__Supplied entries__
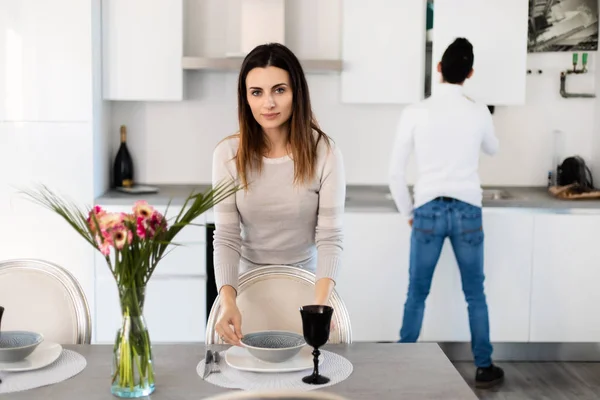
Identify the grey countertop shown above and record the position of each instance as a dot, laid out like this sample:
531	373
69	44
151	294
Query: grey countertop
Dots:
381	372
376	198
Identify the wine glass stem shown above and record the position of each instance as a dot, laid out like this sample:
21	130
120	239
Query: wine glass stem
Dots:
316	354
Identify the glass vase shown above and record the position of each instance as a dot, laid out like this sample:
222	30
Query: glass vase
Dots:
133	367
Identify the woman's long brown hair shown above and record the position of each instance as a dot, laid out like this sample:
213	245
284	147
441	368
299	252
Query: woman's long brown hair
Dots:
302	124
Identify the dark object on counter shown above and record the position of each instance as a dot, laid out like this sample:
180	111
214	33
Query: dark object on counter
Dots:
123	166
574	170
574	192
138	189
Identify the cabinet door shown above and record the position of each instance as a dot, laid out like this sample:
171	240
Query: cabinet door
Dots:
507	266
175	309
498	31
142	49
383	50
45	60
565	294
374	277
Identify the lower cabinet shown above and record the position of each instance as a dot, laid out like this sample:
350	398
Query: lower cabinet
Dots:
566	274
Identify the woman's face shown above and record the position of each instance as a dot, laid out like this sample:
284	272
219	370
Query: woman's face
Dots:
269	95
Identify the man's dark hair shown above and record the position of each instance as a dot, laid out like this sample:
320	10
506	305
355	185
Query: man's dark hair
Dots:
457	61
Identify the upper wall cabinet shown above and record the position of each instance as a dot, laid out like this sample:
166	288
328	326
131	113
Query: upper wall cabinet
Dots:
45	61
498	31
142	49
383	51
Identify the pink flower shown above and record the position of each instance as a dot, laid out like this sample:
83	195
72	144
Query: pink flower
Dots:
98	213
104	243
142	209
121	236
110	220
141	228
147	227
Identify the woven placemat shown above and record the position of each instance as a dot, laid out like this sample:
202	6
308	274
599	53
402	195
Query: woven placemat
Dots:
67	365
334	367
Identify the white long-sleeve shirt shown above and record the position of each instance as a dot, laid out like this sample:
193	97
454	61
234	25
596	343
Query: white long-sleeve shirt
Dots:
447	132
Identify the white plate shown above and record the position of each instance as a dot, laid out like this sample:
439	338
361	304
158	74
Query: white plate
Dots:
45	354
239	358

__The task__
Please list every line of the records that contains "woman".

__Answer for the task__
Identify the woman's long brown hair shown above and record the position of each instance as a dot, laid out like this sample:
Query: woman's long brown hair
Identify the woman's face shown above and record the position of each instance as a dot, laid out like this sample:
Query: woman's face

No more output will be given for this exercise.